Texte fourni ->
Parce que je le vaux bien.
Pour son nouveau poste, Emmanuel a su rester raisonnable. Selon lui, le salaire est une donnée, mais il ne correspond en rien à un plan de développement professionnel : « Le salaire ne donne pas de droits ; il ne donne que des devoirs. » Un avis partagé par Valentin, fraîchement diplômé mais lucide sur la rémunération juste : « Si on demande beaucoup, on s'engage à donner beaucoup. » Lors des entretiens, le jeune pharmacien préfère évaluer la capacité de l'employeur à entendre ses envies et ses propositions pour l'entreprise : « Si on me demande d'être un pilier de comptoir, c'est non, quel que soit le salaire. Par contre, l'employeur qui s'est intéressé à mon CV et avec lequel un échange s'installe dans l'objectif de définir des missions précises aura toute mon attention. À l'issue de cette discussion, c'est moi qui lui demande jusqu'à combien il est prêt à me rémunérer pour ce travail. »
S'estimer est certainement un des exercices les plus difficiles et pourtant indispensable en amont de la négociation pour transformer un savoir-faire et un savoir-être en salaire. « Il faut être lucide sur ses qualités et ses défauts. Pour les identifier, il ne faut pas hésiter à demander l'avis de collègues, d'amis de promo ou de proches. Il faut ensuite sélectionner ce qui semble le plus valorisant au regard du poste », conseille Émilie Soulez.
Parler argent quoi qu’il en coûte.

Problème à résoudre ->
Extrayez intégralement le texte sur la négociation du salaire, mot pour mot et sans aucune modification.

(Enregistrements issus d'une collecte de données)

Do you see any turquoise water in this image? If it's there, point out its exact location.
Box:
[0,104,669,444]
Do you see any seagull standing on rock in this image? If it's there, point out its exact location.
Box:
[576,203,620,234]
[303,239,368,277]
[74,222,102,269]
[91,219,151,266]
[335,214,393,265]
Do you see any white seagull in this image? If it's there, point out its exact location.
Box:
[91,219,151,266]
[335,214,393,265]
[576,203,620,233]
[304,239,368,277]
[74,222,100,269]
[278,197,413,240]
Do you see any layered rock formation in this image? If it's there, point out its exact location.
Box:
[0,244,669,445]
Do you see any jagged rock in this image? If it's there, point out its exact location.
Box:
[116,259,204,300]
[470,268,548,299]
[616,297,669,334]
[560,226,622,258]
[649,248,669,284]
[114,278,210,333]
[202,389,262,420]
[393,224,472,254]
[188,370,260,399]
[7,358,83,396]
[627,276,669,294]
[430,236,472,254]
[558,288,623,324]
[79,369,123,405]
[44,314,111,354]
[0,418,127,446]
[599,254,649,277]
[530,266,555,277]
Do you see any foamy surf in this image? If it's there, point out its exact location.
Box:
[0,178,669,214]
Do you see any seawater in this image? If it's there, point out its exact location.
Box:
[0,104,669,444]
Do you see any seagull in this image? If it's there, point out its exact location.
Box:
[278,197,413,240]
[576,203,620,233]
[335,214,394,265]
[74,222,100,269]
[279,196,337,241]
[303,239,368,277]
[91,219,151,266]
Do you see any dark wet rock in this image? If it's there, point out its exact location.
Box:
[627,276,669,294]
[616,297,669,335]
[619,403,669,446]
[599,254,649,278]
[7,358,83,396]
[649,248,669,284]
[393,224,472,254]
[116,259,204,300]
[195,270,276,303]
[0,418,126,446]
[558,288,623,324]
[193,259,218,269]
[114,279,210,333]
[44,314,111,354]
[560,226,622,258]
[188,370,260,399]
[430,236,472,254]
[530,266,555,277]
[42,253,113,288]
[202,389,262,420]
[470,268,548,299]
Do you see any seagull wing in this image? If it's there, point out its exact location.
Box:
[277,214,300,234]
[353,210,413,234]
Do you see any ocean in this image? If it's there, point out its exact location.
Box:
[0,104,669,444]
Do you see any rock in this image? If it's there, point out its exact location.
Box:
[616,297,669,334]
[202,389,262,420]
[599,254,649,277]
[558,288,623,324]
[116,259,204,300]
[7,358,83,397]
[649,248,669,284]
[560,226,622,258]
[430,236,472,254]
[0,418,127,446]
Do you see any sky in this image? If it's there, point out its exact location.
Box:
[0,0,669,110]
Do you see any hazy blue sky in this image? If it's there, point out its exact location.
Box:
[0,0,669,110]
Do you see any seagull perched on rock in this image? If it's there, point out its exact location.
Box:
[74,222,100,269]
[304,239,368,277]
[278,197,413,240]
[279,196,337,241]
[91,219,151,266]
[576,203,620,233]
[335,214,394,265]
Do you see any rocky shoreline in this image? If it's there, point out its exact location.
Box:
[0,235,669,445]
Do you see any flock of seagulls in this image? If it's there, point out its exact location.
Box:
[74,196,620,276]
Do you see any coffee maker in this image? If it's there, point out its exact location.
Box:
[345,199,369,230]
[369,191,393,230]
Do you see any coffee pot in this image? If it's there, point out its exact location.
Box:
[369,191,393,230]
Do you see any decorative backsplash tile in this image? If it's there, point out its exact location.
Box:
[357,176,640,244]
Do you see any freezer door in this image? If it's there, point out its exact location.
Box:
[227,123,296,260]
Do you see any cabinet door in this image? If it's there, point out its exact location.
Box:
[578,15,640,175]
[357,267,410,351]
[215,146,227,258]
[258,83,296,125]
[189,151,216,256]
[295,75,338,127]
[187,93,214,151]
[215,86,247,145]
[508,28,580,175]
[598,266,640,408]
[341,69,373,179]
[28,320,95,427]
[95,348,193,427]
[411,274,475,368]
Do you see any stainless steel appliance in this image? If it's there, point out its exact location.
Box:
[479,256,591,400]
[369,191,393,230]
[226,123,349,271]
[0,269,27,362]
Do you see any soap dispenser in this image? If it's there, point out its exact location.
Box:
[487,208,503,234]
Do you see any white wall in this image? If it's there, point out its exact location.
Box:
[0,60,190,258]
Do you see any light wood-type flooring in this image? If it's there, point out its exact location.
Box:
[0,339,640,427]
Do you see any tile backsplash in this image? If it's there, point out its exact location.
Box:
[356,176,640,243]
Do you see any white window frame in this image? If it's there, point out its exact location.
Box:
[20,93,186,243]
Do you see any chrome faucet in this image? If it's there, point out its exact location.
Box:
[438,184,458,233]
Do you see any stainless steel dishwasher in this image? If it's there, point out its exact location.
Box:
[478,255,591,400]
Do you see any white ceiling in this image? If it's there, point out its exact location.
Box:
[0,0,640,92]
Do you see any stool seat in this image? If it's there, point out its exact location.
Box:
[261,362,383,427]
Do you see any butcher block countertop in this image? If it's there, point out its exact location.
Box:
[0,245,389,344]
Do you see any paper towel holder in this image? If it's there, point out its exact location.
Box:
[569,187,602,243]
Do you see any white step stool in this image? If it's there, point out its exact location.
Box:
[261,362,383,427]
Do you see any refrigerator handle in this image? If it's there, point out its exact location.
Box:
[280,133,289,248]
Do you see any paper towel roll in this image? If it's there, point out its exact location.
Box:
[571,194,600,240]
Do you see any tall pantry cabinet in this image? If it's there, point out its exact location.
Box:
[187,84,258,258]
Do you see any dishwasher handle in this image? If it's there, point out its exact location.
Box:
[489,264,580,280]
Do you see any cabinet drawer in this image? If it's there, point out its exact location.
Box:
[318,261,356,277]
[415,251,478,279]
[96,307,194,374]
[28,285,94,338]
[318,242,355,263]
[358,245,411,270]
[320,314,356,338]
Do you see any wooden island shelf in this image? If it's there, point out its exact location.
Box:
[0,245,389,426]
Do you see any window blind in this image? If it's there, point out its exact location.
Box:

Solution rédigée ->
Parce que je le vaux bien.
Pour son nouveau poste, Emmanuel a su rester raisonnable. Selon lui, le salaire est une donnée, mais il ne correspond en rien à un plan de développement professionnel : « Le salaire ne donne pas de droits ; il ne donne que des devoirs. » Un avis partagé par Valentin, fraîchement diplômé mais lucide sur la rémunération juste : « Si on demande beaucoup, on s'engage à donner beaucoup. » Lors des entretiens, le jeune pharmacien préfère évaluer la capacité de l'employeur à entendre ses envies et ses propositions pour l'entreprise : « Si on me demande d'être un pilier de comptoir, c'est non, quel que soit le salaire. Par contre, l'employeur qui s'est intéressé à mon CV et avec lequel un échange s'installe dans l'objectif de définir des missions précises aura toute mon attention. À l'issue de cette discussion, c'est moi qui lui demande jusqu'à combien il est prêt à me rémunérer pour ce travail. »
S'estimer est certainement un des exercices les plus difficiles et pourtant indispensable en amont de la négociation pour transformer un savoir-faire et un savoir-être en salaire. « Il faut être lucide sur ses qualités et ses défauts. Pour les identifier, il ne faut pas hésiter à demander l'avis de collègues, d'amis de promo ou de proches. Il faut ensuite sélectionner ce qui semble le plus valorisant au regard du poste », conseille Émilie Soulez.
Parler argent quoi qu’il en coûte.